--- Aim ---
Extract every record, exactly as written, and ignore the pictures.

[Begin Records supplied]

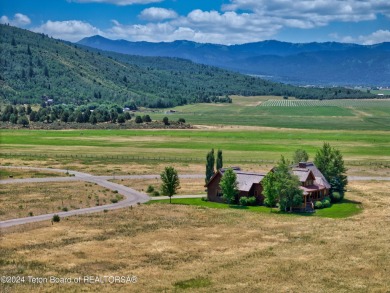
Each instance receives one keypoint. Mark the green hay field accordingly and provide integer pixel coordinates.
(291, 113)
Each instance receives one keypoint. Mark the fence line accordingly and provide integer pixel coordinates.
(384, 164)
(126, 157)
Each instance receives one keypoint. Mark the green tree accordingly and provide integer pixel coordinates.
(127, 116)
(300, 155)
(22, 120)
(170, 182)
(287, 186)
(219, 162)
(270, 190)
(229, 185)
(121, 118)
(331, 164)
(28, 110)
(46, 71)
(13, 118)
(93, 119)
(210, 165)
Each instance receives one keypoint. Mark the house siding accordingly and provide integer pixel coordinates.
(213, 191)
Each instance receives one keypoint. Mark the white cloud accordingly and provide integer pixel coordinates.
(199, 26)
(70, 30)
(312, 13)
(19, 20)
(379, 36)
(156, 13)
(118, 2)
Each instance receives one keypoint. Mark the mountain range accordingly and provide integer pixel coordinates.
(327, 64)
(34, 67)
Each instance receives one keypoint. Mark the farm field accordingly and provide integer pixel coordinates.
(32, 199)
(175, 247)
(22, 174)
(103, 152)
(291, 113)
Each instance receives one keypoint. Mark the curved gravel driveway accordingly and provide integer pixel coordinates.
(132, 197)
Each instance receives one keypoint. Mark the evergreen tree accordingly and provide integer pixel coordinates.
(138, 119)
(331, 164)
(269, 189)
(219, 163)
(287, 186)
(229, 185)
(46, 71)
(170, 182)
(300, 155)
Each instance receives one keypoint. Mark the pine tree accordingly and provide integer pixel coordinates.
(209, 165)
(219, 163)
(170, 182)
(229, 185)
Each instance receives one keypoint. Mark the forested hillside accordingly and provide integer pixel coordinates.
(33, 65)
(327, 63)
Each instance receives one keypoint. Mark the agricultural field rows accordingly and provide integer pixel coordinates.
(326, 103)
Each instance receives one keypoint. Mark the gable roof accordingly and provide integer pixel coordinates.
(245, 180)
(319, 177)
(303, 174)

[End Records supplied]

--- Exercise solution ---
Each instance receives one keypoint. Mark the green hay field accordingly and provide integer pixel coordinates.
(291, 113)
Each instance receives one keypoint. Mark the fence line accordingly and provide integer pixel coordinates.
(384, 164)
(126, 157)
Each instance receives one keypoint. Mark the green tree accordingly and provide integer pixel coordinates.
(127, 116)
(300, 155)
(22, 120)
(170, 182)
(287, 186)
(219, 162)
(270, 190)
(229, 185)
(121, 118)
(331, 164)
(28, 110)
(46, 71)
(13, 118)
(93, 119)
(210, 165)
Each instance receives one keypoint. Mark the house siding accordingly and provide integer pixel coordinates.
(213, 191)
Each instance receives one keypoint. Mark the white cloud accordingly and provide integer pixel coordinates.
(199, 26)
(70, 30)
(312, 13)
(19, 20)
(379, 36)
(156, 13)
(118, 2)
Each instance receives one keypoint. Mark the mountain range accordingly and provide integer pixel coordinates.
(327, 64)
(34, 67)
Each instance receives one keypoint. Mark the farm field accordingly and provide integer pixel coordinates.
(32, 199)
(175, 247)
(22, 174)
(103, 152)
(291, 113)
Each instance receives one keypoint. Mark the curved gravel driveway accordingly and provide integer pixel coordinates.
(132, 197)
Each instance receives one keypoint. Mark the evergreen tree accordingly and provide integer pixel coordinates.
(138, 119)
(331, 164)
(269, 189)
(219, 163)
(287, 186)
(229, 185)
(46, 71)
(170, 182)
(300, 155)
Each instance receives one keypoint. Mark the pine tree accordingly and provide integer pixel coordinates.
(209, 165)
(219, 163)
(170, 182)
(229, 185)
Each instance receives one keypoint. Mark the forested hillside accordingly and provide integer pixel coordinates.
(33, 65)
(327, 63)
Each instance receives one keypoint. Mark the agricultural field rows accordingly and provide integer pixel coordinates.
(326, 103)
Each instance receives one keypoint. Mark the gable roof accordingly and provide integer pixel coordinates.
(245, 180)
(319, 177)
(303, 174)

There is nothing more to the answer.